WRITTEN EXERCISE
Please lay out every line of the material below as a JSON list of strings, one string per line, with blank lines omitted. Leave the pictures out of the list.

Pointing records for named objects

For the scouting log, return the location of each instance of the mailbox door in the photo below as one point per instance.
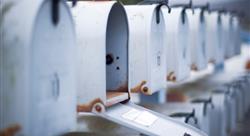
(184, 62)
(147, 122)
(52, 73)
(157, 55)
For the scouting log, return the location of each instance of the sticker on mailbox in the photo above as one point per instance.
(144, 118)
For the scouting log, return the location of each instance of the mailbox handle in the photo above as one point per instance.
(187, 116)
(206, 103)
(55, 11)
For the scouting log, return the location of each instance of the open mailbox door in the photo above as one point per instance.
(148, 122)
(177, 31)
(197, 47)
(147, 56)
(105, 92)
(214, 47)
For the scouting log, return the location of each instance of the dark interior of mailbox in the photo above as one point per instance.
(117, 56)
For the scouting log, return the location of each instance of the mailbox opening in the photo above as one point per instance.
(117, 56)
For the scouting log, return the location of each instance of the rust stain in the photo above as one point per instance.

RESPONSE
[
  "For the scouting log, return the location of each instance of the mailbox door in the photo below as one point per instance.",
  "(184, 62)",
  "(147, 122)",
  "(52, 73)",
  "(157, 55)",
  "For the scouting log, return the location of each instance of the sticker on mailbox in the photo above as one point per instance.",
  "(144, 118)",
  "For the scouting log, return the location of each instance of the mailbox handle in the photo above as one point per instance.",
  "(187, 116)",
  "(206, 103)",
  "(55, 11)",
  "For the scouting log, return the location of each instance of the open mailbox door in the photo above as one point per instance.",
  "(148, 122)",
  "(177, 31)",
  "(197, 47)",
  "(147, 56)",
  "(105, 92)",
  "(214, 47)",
  "For the scouting log, return the location of each instance of the dark interior of mailbox in the photo above as one point per instance.",
  "(117, 56)",
  "For the scouting log, return the location of each instance of the mailbox opening in the photo above as one point per instance.",
  "(117, 56)",
  "For the scouting log, return the location of each instance of the rust stain in the photo above as one point per instance."
]